─── Załączony tekst
Legiony, które dały początek Legii

Legiony, które dały początek Legii

Nowe stroje Legii Warszawa to hołd dla Legionów Polskich – symbol tradycji, odwagi i walki o niepodległość. To opowieść o sporcie, patriotyzmie i bohaterach, którzy walczyli o wolną Polskę, tworząc jednocześnie fundament dla Legii. Już 1 października zapraszamy na spacer śladami Marszałka Piłsudskiego i legionistów – spotkajmy się o 18:00 pod Belwederem.

Autor: Legia Warszawa

Fot. Archiwum Legii

SPONSOR GŁÓWNYGłówny sponsor Plus500
  • Udostępnij

Autor: Legia Warszawa

Fot. Archiwum Legii

1 października 2025 roku Legia Warszawa wraz z PoWarszawsku organizują spacer śladami Legionów Polskich i Marszałka Józefa Piłsudskiego. Podczas spaceru odwiedzimy miejsca, w których historia zostawiła swój ślad oraz usłyszymy o więcej historii  początków Niepodległej Polski, Legionów, Marszałka i oczywiście Legii Warszawa. Spotkajmy się przed Pałacem Belwederskim o 18:00. Organizatorzy zachęcają do ubrania barw klubowych i udziału w tym wyjątkowym wydarzeniu.

W niedzielnym meczu pomiędzy Legią Warszawa a Pogonią Szczecin swój boiskowy debiut zaliczył nowy trzeci komplet. Trykoty inspirowane są mundurami Legionów Polskich z przed ponad 100 lat. Nowa koszulka Legii Warszawa nawiązuje do dziedzictwa wojskowego i tradycji - mundurów Legionów Polskich. Ta inspiracja historią jest jednocześnie wyrazem szacunku dla żołnierzy, którzy walczyli o niepodległą Polskę tworząc fundamenty klubu i polskiego sportu.
──────
─── Dostarczone dane
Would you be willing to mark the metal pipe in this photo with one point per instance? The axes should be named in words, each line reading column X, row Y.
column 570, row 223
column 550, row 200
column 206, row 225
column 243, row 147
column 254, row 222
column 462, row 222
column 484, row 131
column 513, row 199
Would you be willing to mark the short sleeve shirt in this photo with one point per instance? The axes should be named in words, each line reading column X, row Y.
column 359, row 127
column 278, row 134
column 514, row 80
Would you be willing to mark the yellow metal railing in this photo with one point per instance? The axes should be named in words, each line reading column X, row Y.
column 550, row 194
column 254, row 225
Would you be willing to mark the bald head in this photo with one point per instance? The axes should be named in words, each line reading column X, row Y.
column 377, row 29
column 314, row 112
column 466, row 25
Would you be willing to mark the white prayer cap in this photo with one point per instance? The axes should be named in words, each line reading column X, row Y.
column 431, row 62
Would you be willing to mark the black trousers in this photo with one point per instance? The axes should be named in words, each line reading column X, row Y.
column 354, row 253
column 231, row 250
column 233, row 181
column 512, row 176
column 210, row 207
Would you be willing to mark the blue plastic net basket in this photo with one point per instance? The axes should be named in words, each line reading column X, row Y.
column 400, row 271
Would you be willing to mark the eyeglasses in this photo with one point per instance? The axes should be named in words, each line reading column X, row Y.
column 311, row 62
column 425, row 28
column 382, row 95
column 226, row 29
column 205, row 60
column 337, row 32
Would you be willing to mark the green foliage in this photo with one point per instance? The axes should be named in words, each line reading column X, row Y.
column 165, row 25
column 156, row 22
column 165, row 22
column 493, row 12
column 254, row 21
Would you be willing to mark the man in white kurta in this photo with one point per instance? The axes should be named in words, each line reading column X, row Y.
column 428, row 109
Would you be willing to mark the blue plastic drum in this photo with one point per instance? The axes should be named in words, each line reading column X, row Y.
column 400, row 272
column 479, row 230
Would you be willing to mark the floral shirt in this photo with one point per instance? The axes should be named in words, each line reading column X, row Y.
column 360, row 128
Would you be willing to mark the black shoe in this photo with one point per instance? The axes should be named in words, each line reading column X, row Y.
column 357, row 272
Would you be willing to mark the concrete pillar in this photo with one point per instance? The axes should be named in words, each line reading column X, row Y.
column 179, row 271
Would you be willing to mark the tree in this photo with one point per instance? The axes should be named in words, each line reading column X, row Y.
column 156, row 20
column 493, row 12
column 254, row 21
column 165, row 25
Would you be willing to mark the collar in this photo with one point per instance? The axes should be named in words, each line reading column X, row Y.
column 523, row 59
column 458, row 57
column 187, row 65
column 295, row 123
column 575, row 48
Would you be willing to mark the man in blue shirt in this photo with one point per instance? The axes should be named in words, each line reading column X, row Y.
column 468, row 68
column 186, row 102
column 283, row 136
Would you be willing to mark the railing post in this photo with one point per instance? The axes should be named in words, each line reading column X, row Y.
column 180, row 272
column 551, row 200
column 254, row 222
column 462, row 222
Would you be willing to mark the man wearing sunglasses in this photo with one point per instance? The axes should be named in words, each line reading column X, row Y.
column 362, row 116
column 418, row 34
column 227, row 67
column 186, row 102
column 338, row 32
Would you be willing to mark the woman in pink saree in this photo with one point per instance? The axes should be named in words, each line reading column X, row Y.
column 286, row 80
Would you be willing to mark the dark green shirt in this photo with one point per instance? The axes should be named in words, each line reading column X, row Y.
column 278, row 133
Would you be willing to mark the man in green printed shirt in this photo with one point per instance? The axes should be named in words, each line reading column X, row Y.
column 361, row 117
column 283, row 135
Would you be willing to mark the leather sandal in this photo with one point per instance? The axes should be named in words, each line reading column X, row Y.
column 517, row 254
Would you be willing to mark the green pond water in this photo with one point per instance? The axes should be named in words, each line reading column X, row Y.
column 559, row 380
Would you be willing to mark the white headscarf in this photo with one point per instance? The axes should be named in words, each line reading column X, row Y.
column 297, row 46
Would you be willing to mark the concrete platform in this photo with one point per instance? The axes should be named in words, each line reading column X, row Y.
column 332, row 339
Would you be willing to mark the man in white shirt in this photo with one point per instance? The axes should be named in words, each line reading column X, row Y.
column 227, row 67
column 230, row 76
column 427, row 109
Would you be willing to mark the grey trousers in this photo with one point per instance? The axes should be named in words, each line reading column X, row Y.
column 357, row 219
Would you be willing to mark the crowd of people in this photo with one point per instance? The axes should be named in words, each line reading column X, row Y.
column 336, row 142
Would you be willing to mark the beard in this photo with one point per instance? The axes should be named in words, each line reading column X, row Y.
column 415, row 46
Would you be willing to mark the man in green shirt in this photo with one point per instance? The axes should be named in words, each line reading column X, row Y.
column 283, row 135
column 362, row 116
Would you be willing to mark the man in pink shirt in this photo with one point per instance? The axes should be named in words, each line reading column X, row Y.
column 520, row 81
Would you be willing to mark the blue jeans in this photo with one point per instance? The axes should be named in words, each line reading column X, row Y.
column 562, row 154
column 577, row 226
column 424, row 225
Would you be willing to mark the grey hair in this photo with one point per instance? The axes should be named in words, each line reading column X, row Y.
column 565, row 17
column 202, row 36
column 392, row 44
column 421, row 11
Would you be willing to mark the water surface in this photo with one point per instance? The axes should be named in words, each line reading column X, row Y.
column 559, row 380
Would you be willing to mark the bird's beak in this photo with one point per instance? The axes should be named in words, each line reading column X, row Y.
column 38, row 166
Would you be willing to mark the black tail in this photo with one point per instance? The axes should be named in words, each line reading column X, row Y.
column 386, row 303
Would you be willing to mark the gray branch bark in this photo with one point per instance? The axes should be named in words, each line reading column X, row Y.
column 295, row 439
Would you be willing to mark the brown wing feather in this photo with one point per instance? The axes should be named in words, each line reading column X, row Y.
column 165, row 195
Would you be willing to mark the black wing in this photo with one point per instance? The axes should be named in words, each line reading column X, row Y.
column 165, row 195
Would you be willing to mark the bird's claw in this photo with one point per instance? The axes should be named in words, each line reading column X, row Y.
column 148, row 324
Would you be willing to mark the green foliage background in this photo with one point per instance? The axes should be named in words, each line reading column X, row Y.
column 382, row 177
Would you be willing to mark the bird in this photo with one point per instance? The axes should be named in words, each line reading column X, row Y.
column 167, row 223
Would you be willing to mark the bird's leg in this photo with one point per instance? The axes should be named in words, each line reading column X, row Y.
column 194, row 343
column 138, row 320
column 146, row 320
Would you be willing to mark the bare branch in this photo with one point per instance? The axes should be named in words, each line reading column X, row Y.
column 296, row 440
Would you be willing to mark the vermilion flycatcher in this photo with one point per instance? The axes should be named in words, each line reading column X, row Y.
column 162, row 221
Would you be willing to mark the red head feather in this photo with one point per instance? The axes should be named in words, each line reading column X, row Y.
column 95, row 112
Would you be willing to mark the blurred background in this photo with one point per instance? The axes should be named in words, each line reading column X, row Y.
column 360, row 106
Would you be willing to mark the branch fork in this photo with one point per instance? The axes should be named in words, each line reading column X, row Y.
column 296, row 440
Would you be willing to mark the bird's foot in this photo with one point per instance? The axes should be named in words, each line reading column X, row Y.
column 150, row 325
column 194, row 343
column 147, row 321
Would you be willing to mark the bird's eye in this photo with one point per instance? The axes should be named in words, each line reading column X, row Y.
──────
Przepisz w całości tekst o Legionach Polskich i Legii Warszawa, nie zmieniając w nim żadnego znaku. Materiał pochodzi z innego źródła.

[Rozwiązanie zadania]
Legiony, które dały początek Legii

Legiony, które dały początek Legii

Nowe stroje Legii Warszawa to hołd dla Legionów Polskich – symbol tradycji, odwagi i walki o niepodległość. To opowieść o sporcie, patriotyzmie i bohaterach, którzy walczyli o wolną Polskę, tworząc jednocześnie fundament dla Legii. Już 1 października zapraszamy na spacer śladami Marszałka Piłsudskiego i legionistów – spotkajmy się o 18:00 pod Belwederem.

Autor: Legia Warszawa

Fot. Archiwum Legii

SPONSOR GŁÓWNYGłówny sponsor Plus500
  • Udostępnij

Autor: Legia Warszawa

Fot. Archiwum Legii

1 października 2025 roku Legia Warszawa wraz z PoWarszawsku organizują spacer śladami Legionów Polskich i Marszałka Józefa Piłsudskiego. Podczas spaceru odwiedzimy miejsca, w których historia zostawiła swój ślad oraz usłyszymy o więcej historii  początków Niepodległej Polski, Legionów, Marszałka i oczywiście Legii Warszawa. Spotkajmy się przed Pałacem Belwederskim o 18:00. Organizatorzy zachęcają do ubrania barw klubowych i udziału w tym wyjątkowym wydarzeniu.

W niedzielnym meczu pomiędzy Legią Warszawa a Pogonią Szczecin swój boiskowy debiut zaliczył nowy trzeci komplet. Trykoty inspirowane są mundurami Legionów Polskich z przed ponad 100 lat. Nowa koszulka Legii Warszawa nawiązuje do dziedzictwa wojskowego i tradycji - mundurów Legionów Polskich. Ta inspiracja historią jest jednocześnie wyrazem szacunku dla żołnierzy, którzy walczyli o niepodległą Polskę tworząc fundamenty klubu i polskiego sportu.